| Given data |
::::::::::

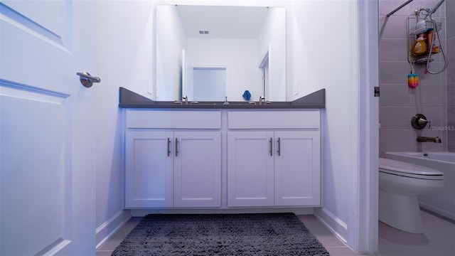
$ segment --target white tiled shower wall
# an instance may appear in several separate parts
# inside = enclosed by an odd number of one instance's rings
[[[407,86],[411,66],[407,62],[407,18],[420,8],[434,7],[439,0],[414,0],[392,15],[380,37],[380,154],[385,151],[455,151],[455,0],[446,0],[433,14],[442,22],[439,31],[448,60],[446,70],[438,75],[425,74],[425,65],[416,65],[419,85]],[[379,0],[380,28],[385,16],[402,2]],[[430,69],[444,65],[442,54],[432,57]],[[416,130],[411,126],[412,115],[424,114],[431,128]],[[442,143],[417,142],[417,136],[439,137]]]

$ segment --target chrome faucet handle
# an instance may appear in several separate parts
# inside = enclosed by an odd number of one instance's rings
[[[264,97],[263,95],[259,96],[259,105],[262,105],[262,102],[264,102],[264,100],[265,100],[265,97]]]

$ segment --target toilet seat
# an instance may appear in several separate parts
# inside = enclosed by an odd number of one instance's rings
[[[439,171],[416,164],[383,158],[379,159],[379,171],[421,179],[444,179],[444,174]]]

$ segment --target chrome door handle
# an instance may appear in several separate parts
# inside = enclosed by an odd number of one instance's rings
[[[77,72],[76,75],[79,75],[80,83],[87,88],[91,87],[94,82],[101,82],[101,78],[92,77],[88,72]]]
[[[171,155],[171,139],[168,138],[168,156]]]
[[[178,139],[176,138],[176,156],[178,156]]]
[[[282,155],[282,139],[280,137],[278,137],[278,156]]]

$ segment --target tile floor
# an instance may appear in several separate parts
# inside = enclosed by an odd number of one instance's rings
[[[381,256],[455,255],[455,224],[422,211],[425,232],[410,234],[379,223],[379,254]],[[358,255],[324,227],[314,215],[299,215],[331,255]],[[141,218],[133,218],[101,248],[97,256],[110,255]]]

::::::::::

| Exercise instructions |
Print the lines from the one containing "chrome door handle" through the one containing "[[[282,155],[282,139],[280,137],[278,137],[278,156]]]", copying them exactly.

| Result of this exercise |
$ segment --target chrome door handle
# an instance may appear in several separate parts
# inside = enclosed by an odd number of one instance's rings
[[[77,72],[76,75],[79,75],[80,83],[87,88],[91,87],[94,82],[101,82],[101,78],[92,77],[88,72]]]
[[[171,155],[171,139],[168,138],[168,156]]]
[[[178,139],[176,138],[176,156],[178,156]]]
[[[282,155],[282,139],[280,137],[278,137],[278,156]]]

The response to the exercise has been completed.